[Excerpted passage — start]

Brian Dennehy, Fundexpert: Fly with British Airways
‘I would invest in International Consolidated Airlines Group (IAG) – British Airways in old money. This share, listed in London, should be a reasonably straightforward way to double your money in 2021.
‘Why? Well, there is massive pent-up demand for holidays while IAG shares are an obvious target for investors looking for a brighter 2021 and who have a lot of cash to put into the market – be it retail investors, UK institutions, or global investors who are massively under-invested in Britain.
‘The big caveat, of course, is the virus taking a new and more dangerous path – so I would apply a stop-loss. I would sell the shares if they fall 15 per cent below my buying price – £1.60. So £1.36 and I’m out. But I’m confident I’m backing a winner.’
Share tip: Brian Dennehy of Fundexpert would invest in BA owner International Consolidated Airlines Group
Jason Hollands, Tilney: No place like home
‘I would put the £1,000 in investment fund Fidelity Special Situations – via a tax-free Isa. It targets unloved and undervalued UK companies with bounce-back prospects – rather than those funds that are currently fashionable and trading on expensive valuations.
‘I am convinced that 2021 – post Friday’s Brexit deal – will be a year of economic recovery in the UK.
‘The UK stock market is undeniably cheap compared to other developed markets. It has had a terrible 2020, but it also has potential to be the star of next year, given it has big exposure to economically sensitive areas such as energy and banking that have been pummelled during the pandemic.

[Excerpted passage — finish]
[Provided material — start]

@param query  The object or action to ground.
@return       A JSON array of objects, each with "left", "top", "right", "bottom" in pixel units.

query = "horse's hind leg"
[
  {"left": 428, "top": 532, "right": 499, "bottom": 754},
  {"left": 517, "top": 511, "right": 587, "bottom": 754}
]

[Provided material — finish]

[Problem 1]
Update the investment tips passage from "Brian Dennehy, Fundexpert: Fly" up to and including "money in 2021.", replacing "British Airways" with "Iberia".
[Problem 2]
Write what follows in the investment tips passage, starting after the point where it stops.

[Exercise response 1]
Brian Dennehy, Fundexpert: Fly with Iberia
‘I would invest in International Consolidated Airlines Group (IAG) – Iberia in old money. This share, listed in London, should be a reasonably straightforward way to double your money in 2021.

[Exercise response 2]
‘The UK economy isn’t out of the woods yet and faces the challenge of high unemployment, but with coronavirus vaccines here, it’s almost impossible for things not to get better in 2021.
‘Dividends, after being aggressively slashed this year, will start to rise again, as the vaccination programme rolls out. And people are itching to shop, socialise and travel after many months being caged up. Good news for the UK stock market. Good news for Fidelity Special Situations.’
Ben Yearsley, Shore Financial Planning: Small is beautiful
‘I would back British and invest in investment trust Montanaro UK Smaller Companies. There are many reasons.
‘First, long-term investors should be overweight in smaller companies as revenues and profits ought to grow faster than in larger companies – and this is what ultimately drives share prices.
‘Second, smaller companies often operate in more niche, newer markets that make them exciting long-term investments. UK smaller companies have been ignored for many years and it’s time for them to shine.
‘There has already been a raft of takeovers this year in the smaller companies sector, highlighting the value on offer. The reason for Montanaro is due to the quality of its investment team led by the effervescent Charles Montanaro. They like simple, growing businesses that generate lots of cash. Healthcare and technology are two of the key themes in the trust’s portfolio.’
Ros Altman, financial expert
Ros Altman would invest the money into a self-invested personal pension
‘First, I would invest the money into a self-invested personal pension. By doing that, I get tax relief on top.
‘So, if I pay basic rate tax, my £1,000 becomes £1,250. If I pay higher rate tax, I would have £1,666 once tax relief is added.
‘With more money to invest, even if my investments fall, I would still have more in my fund than if I had invested in an Isa or outside a pension. I’ll leave you to decide what tax bracket I fall into.
‘As for specific investments, I am not prepared to say. But I believe shares should do better than bonds. I would buy investment trusts that have paid good dividend income for many years from well-managed global equity portfolios.
‘I would look to invest in exchange traded funds investing in Asian markets, as I think growth there will outstrip western economies.
‘In addition, I would put some money into funds that aim to benefit from climate change adaptation and reduce carbon and plastic pollution.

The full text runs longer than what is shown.